Task statement: Extract the line that contains "office desk, one" and every line after it to the end of the records below, exactly as written and nothing else.

Data excerpts:
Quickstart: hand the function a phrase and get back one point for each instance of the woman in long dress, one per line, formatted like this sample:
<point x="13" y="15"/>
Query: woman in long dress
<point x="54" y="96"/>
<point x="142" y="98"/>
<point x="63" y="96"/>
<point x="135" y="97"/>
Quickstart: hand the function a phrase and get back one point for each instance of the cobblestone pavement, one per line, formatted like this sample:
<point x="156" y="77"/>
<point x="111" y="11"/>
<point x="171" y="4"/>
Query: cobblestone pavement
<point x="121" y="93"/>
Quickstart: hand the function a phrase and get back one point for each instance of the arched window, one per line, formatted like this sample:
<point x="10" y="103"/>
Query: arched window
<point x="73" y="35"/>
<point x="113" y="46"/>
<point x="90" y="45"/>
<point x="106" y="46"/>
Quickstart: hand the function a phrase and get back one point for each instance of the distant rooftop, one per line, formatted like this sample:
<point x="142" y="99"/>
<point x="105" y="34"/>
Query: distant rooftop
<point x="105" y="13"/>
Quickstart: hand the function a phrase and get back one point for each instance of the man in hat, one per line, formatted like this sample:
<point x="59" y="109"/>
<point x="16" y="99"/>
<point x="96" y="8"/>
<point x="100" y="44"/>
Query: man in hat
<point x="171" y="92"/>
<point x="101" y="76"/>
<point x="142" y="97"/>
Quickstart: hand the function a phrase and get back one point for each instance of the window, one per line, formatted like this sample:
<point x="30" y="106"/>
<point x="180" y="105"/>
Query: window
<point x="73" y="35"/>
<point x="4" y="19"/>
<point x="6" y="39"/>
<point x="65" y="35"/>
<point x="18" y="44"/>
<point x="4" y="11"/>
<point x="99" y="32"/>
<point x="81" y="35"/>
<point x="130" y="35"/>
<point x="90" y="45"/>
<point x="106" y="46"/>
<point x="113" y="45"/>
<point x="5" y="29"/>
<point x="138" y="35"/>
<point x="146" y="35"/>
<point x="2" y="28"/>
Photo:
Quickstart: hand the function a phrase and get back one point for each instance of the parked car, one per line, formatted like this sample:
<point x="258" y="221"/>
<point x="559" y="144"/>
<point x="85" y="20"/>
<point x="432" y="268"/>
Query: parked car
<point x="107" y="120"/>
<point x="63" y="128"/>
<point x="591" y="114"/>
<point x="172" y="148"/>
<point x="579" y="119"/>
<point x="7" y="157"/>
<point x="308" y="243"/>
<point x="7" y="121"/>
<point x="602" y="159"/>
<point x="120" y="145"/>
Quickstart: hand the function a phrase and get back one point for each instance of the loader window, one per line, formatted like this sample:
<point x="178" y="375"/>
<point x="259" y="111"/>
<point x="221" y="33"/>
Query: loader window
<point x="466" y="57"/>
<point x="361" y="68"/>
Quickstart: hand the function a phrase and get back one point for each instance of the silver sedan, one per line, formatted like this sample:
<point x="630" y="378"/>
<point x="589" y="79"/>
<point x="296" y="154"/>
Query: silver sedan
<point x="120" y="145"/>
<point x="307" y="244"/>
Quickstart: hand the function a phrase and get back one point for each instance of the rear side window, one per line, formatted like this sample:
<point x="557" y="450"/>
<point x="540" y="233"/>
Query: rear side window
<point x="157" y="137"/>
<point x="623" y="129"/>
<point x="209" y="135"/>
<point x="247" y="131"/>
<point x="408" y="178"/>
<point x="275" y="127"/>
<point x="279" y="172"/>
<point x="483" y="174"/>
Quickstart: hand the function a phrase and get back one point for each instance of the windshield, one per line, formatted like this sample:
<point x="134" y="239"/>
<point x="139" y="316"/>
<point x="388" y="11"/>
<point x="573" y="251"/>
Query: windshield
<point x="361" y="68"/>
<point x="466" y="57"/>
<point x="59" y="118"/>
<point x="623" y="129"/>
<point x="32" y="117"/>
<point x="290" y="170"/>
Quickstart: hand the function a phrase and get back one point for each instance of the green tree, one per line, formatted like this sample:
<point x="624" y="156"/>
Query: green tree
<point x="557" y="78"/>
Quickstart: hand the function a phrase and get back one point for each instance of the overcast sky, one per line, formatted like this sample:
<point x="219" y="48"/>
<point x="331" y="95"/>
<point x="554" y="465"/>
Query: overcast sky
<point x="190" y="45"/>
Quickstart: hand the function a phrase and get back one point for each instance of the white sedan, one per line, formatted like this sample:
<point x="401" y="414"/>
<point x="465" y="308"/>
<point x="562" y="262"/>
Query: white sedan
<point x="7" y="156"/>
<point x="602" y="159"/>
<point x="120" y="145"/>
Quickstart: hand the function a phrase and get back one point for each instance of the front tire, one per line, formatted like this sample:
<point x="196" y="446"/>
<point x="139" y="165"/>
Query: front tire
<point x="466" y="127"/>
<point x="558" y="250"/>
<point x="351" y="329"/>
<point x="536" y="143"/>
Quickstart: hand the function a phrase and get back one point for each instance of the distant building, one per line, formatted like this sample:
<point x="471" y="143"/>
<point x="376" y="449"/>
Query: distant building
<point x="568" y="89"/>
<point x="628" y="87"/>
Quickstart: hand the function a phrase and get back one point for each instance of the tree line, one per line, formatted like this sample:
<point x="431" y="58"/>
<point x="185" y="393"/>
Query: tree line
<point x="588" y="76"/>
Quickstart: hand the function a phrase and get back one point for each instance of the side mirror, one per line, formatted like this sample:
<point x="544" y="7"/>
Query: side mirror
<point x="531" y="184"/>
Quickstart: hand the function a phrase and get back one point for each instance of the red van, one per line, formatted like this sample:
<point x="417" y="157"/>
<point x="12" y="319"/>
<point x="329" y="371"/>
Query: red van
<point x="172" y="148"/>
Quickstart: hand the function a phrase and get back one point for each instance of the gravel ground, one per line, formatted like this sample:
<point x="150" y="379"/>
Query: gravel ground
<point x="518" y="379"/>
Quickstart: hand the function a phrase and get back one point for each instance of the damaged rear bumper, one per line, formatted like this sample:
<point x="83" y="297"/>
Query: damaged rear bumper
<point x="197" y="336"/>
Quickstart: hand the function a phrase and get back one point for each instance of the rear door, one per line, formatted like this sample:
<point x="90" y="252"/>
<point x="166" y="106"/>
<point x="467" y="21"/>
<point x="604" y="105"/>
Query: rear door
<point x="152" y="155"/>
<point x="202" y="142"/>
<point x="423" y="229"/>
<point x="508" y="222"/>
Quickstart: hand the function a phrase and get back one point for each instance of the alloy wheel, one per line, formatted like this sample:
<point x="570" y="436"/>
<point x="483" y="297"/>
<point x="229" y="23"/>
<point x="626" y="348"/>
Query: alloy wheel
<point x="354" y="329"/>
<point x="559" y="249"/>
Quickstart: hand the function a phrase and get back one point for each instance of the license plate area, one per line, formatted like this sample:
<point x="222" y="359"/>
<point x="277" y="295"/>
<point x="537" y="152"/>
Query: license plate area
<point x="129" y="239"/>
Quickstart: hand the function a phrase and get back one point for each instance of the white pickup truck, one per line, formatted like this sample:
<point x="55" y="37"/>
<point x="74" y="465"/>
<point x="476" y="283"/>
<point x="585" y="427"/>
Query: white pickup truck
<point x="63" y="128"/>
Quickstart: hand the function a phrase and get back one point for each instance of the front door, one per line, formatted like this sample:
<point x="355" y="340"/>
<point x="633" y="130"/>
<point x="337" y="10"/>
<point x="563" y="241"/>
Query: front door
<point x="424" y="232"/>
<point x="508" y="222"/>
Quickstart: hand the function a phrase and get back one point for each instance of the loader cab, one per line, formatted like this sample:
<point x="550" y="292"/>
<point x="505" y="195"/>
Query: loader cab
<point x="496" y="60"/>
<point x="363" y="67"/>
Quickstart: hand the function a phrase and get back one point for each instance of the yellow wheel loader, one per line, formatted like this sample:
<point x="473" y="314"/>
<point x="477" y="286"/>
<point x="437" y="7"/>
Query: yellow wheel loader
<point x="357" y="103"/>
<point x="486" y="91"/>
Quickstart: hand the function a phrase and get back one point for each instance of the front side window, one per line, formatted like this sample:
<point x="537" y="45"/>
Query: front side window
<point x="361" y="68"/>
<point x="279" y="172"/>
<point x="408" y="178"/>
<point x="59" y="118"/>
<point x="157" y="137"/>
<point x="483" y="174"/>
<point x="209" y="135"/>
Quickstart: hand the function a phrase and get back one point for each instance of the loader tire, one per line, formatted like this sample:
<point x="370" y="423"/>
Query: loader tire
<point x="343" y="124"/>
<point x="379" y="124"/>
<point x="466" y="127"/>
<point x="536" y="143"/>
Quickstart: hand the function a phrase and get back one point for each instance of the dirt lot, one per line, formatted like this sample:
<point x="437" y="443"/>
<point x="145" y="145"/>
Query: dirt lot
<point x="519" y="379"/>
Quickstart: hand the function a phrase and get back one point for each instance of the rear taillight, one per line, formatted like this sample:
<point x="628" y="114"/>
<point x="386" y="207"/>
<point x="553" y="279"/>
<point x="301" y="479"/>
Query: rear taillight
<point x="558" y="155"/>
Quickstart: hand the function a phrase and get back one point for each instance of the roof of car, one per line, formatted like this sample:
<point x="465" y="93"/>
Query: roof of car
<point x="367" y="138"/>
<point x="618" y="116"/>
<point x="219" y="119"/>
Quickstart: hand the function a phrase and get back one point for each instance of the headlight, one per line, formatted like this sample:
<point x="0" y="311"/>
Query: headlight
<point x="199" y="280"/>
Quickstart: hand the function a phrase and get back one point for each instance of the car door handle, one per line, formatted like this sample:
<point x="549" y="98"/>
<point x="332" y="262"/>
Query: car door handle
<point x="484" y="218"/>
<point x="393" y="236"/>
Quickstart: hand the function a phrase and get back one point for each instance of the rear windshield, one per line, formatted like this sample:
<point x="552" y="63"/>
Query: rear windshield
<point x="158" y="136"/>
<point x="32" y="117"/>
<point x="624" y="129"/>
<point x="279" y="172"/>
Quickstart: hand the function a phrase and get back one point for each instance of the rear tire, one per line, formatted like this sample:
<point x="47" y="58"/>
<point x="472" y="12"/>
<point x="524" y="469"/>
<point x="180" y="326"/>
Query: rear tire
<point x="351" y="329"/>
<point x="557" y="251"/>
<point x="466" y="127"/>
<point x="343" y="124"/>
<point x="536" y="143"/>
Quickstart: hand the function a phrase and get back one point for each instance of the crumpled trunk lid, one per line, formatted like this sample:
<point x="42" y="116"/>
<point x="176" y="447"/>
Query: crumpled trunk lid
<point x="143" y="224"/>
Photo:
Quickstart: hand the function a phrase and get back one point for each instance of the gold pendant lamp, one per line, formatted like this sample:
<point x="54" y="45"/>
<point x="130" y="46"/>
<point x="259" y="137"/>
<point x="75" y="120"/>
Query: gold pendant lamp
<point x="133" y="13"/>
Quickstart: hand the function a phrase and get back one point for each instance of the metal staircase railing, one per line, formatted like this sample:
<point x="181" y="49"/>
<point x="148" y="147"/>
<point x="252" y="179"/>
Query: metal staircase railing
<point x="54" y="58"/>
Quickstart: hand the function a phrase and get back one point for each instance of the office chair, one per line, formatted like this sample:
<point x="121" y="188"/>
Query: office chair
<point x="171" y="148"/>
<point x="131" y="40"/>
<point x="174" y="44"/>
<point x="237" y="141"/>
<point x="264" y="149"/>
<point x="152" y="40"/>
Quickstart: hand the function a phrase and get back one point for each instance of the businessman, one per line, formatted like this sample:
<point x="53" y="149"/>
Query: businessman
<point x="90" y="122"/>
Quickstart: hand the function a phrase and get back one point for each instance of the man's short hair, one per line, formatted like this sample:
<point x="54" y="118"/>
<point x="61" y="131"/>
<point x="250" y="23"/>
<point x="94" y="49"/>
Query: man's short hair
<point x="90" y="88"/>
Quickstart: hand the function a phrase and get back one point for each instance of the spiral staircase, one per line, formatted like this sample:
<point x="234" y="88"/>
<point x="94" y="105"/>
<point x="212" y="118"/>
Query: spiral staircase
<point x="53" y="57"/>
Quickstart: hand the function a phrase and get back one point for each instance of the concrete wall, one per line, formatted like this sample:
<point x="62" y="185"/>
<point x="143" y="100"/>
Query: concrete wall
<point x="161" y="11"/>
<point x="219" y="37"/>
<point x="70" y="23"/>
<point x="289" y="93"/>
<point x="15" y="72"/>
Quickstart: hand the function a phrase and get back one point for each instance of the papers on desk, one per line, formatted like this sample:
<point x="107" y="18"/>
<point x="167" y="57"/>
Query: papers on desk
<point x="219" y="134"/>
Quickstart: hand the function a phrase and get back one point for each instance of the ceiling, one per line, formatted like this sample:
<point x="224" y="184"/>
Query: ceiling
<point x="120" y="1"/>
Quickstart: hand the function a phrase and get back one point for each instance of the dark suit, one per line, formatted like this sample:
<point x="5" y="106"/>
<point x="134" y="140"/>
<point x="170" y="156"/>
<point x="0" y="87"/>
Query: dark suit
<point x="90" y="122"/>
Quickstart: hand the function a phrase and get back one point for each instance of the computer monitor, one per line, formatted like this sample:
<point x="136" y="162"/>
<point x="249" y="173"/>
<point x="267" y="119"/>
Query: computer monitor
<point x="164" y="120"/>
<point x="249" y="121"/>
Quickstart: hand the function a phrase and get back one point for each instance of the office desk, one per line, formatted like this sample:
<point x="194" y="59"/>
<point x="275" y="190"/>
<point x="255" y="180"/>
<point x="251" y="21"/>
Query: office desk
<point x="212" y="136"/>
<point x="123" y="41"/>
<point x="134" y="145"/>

Task response:
Quickstart: hand the function a phrase and get back one point for each instance of the office desk, one per line, formatted like this sample:
<point x="194" y="59"/>
<point x="275" y="190"/>
<point x="255" y="180"/>
<point x="251" y="21"/>
Query: office desk
<point x="212" y="136"/>
<point x="123" y="41"/>
<point x="134" y="145"/>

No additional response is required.